/---

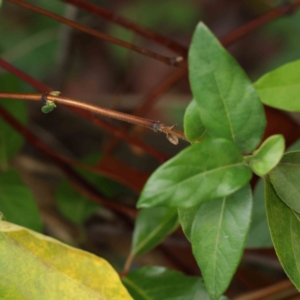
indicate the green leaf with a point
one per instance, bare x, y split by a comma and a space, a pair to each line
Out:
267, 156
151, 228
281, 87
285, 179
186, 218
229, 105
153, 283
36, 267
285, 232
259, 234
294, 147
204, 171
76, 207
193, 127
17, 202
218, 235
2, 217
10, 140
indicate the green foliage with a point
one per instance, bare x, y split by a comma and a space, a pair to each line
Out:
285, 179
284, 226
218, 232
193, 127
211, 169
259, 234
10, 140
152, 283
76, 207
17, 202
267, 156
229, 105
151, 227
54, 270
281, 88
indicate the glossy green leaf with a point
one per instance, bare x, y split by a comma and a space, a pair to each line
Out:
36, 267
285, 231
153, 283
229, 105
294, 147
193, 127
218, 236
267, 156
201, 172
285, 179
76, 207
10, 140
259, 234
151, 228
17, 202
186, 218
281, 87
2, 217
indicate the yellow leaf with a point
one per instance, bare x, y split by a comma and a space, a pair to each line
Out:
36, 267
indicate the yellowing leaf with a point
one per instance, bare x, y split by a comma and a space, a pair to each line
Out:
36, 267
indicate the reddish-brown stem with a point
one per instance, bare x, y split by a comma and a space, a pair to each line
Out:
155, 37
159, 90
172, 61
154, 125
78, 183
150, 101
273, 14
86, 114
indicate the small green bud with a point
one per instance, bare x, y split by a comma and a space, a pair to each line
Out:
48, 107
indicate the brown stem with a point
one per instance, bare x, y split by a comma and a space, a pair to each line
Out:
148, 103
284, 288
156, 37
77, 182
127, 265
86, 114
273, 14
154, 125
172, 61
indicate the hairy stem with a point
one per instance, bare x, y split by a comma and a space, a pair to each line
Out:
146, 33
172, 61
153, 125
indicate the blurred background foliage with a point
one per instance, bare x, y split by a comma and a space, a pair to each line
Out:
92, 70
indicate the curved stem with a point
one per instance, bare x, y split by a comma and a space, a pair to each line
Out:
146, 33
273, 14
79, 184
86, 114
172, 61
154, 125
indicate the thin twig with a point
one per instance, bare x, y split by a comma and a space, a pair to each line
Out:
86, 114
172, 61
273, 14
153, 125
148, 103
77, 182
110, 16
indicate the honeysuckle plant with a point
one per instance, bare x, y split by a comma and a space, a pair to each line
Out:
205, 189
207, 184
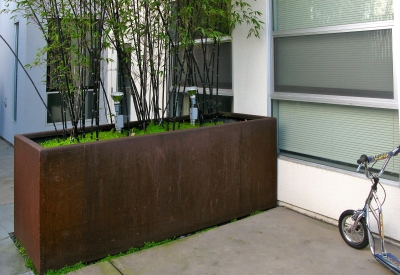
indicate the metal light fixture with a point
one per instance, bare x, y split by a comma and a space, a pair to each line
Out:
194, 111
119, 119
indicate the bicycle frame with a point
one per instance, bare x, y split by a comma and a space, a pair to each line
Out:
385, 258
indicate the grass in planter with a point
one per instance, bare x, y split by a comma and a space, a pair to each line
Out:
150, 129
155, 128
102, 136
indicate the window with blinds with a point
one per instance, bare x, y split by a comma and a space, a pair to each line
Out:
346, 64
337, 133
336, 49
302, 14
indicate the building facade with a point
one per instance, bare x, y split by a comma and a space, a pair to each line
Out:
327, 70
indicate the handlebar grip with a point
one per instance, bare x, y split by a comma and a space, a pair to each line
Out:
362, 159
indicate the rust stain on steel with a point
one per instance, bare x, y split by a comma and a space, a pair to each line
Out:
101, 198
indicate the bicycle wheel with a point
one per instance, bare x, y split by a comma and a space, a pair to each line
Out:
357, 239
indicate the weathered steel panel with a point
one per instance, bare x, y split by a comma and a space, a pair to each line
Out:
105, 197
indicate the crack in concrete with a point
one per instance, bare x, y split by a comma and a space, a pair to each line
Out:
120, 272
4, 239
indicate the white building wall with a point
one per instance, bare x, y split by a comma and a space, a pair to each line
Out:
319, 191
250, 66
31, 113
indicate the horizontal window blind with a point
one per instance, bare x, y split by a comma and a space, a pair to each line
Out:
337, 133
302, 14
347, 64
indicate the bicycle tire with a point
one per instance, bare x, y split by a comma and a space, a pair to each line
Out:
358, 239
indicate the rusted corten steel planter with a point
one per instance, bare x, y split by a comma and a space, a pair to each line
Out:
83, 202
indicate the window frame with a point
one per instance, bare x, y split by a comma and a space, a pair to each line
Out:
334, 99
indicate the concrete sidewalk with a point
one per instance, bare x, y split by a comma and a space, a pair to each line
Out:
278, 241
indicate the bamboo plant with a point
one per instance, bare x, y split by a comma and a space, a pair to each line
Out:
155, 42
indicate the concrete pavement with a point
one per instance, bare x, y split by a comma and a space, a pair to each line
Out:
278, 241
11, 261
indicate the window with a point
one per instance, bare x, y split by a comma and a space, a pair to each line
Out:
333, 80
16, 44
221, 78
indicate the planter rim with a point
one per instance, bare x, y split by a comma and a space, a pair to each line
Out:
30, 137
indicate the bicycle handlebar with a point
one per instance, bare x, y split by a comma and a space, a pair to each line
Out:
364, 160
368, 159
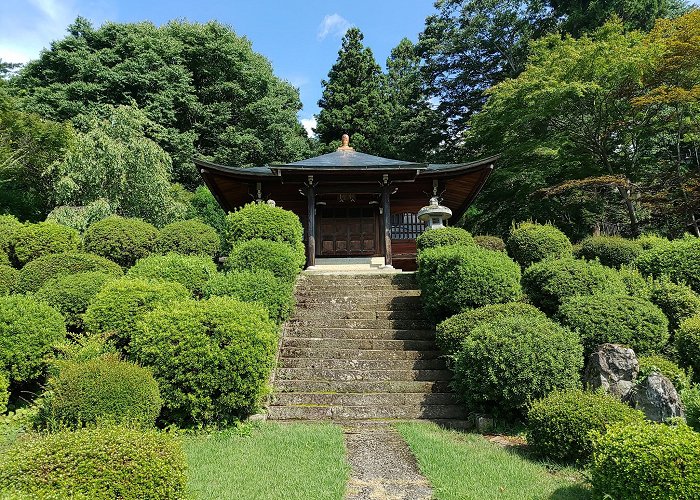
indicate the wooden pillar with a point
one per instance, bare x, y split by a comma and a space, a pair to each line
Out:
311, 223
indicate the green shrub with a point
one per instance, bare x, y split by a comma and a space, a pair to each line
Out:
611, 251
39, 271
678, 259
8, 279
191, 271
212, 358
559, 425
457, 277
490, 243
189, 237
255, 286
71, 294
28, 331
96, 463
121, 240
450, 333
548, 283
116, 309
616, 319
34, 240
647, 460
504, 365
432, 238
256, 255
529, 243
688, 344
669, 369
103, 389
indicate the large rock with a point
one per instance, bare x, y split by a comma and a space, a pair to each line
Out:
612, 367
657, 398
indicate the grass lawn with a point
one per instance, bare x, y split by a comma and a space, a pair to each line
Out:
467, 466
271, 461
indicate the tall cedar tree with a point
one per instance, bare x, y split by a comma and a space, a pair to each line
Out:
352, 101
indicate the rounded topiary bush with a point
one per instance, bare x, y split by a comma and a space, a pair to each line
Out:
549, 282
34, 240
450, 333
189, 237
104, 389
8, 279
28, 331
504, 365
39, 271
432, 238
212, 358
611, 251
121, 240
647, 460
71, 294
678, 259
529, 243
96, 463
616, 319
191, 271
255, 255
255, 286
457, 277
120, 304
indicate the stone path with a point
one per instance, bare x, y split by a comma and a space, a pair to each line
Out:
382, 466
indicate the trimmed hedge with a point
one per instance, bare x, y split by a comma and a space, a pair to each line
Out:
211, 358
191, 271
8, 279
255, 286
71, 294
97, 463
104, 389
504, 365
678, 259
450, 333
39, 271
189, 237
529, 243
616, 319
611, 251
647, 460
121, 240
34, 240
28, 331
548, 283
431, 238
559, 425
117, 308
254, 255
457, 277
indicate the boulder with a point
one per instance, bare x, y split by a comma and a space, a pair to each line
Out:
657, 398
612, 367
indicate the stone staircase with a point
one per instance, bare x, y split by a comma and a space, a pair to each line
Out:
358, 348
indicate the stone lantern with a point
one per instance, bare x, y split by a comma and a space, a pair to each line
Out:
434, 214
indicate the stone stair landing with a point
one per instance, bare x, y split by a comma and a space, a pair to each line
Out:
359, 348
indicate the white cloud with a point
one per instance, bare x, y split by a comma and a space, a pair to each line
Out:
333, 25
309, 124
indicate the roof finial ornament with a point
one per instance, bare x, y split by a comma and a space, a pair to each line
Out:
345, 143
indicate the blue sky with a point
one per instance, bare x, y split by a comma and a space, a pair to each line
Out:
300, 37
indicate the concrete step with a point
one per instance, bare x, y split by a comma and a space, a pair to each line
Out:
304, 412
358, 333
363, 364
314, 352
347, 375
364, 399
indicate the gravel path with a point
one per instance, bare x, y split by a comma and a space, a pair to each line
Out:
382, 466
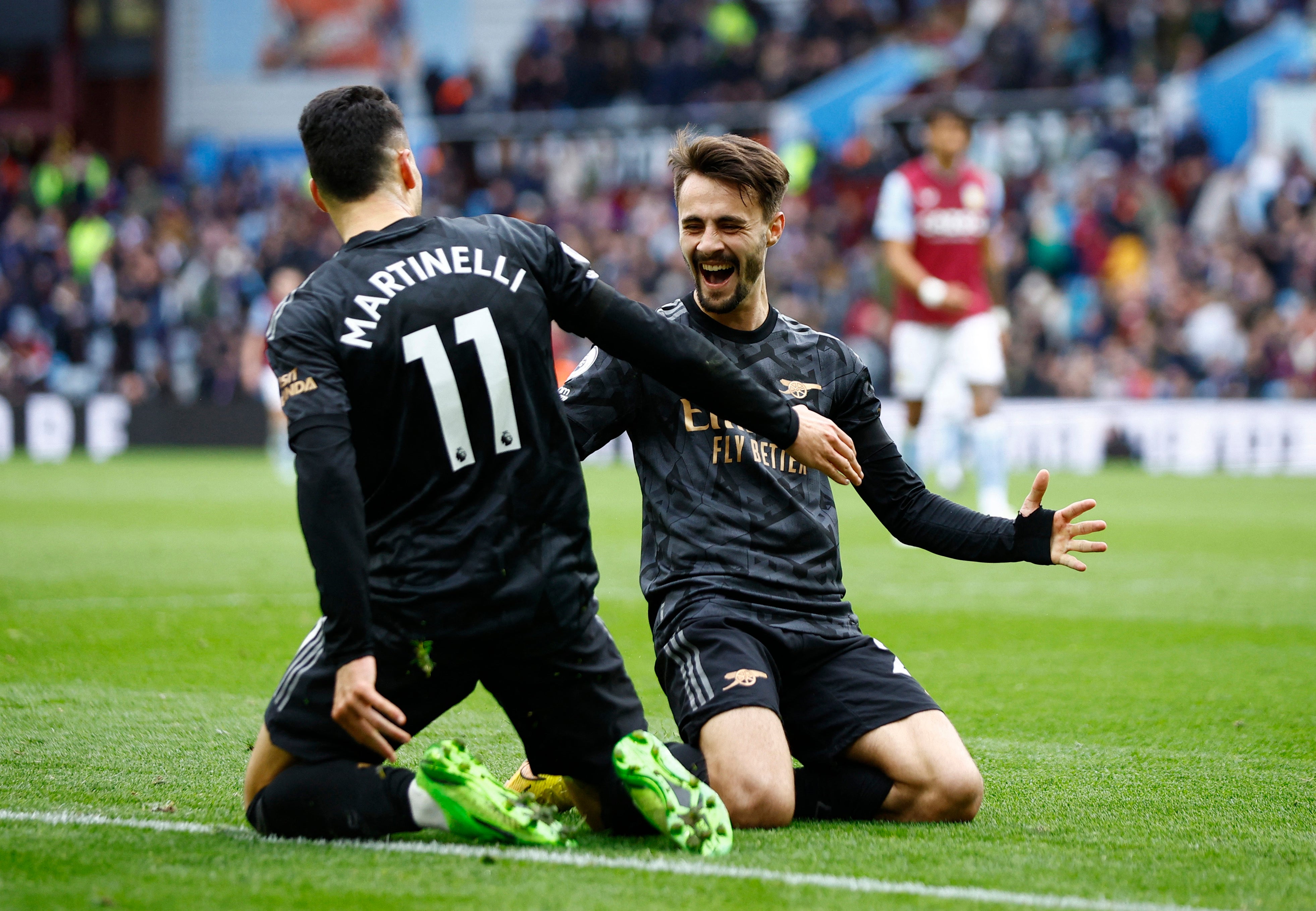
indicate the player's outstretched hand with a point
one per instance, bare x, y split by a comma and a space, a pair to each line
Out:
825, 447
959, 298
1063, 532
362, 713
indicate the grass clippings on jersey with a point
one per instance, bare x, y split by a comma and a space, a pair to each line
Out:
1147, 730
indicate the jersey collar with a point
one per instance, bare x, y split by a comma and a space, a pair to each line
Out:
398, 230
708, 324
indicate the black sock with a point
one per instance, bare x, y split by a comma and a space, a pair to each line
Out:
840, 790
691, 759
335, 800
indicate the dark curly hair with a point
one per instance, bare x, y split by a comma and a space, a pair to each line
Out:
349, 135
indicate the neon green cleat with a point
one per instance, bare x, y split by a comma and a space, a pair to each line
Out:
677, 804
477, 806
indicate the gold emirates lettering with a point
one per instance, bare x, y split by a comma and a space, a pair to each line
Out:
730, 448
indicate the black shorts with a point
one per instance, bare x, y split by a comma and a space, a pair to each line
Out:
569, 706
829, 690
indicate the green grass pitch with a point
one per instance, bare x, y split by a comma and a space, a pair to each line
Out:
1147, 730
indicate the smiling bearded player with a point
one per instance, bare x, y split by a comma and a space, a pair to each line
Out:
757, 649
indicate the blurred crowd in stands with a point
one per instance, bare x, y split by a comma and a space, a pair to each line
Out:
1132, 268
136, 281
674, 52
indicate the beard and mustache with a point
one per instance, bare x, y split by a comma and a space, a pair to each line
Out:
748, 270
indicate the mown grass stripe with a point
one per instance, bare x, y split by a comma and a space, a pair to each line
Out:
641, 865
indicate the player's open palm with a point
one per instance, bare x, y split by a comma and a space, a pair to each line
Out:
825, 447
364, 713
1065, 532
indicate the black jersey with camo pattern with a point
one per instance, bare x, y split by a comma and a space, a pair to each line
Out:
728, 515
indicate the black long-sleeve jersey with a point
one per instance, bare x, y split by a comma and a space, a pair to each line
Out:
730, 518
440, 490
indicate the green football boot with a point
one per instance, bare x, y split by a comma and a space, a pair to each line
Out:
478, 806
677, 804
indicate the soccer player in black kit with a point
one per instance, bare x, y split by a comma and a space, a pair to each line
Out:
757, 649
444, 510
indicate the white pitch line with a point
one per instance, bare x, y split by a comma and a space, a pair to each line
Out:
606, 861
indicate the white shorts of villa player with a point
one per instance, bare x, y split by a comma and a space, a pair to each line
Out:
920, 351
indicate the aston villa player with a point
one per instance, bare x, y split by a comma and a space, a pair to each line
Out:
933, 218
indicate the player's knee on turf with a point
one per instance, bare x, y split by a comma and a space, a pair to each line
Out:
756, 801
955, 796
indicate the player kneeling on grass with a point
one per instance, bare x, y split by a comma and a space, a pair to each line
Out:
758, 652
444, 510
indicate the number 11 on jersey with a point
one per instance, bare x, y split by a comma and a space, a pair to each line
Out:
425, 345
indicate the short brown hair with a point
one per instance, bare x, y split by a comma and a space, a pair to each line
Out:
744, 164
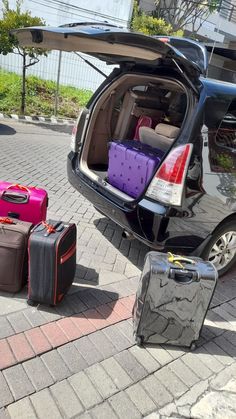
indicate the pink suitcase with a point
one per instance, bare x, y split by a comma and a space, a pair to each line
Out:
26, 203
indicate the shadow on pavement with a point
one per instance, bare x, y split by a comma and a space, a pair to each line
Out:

\---

__TASK BRIEF__
Pick up at the line that holds "indicate the white shorts" and restate each line, word for word, through the last line of the entries. Include both end lines but none of the pictures.

__FULL SOLUTION__
indicate the white shorts of villa player with a point
one per instance, bare x, y split by a comma and a space, a pair to each line
Out:
920, 351
indicate the aston villa player with a point
one per instance, bare x, y split by a comma and a space, a pair to each line
Out:
933, 218
indicate the player's knee on turf with a point
one per instance, bare x, y split by a comma and a space, a pair to each line
Out:
756, 801
955, 796
indicate the player kneeling on grass with a point
one per instance, bare x, y split by a comma and a space, a pair to each line
Out:
758, 652
444, 510
indicate the number 11 on jersey with a point
one per instance, bare x, y split by a comma and a space, a pair to each line
Out:
425, 345
indicate the short brown hair with a point
one per instance, bare x, y split by a comma and a space, a pair to each line
Out:
744, 164
indicate the pink suitcase with a point
one per instance, bare x, y split by a comma and a space, a pair to each line
Out:
26, 203
indicate the shadow on pavement with a point
one per instance, bare x, y split by a comma and a space, a pair to each line
Out:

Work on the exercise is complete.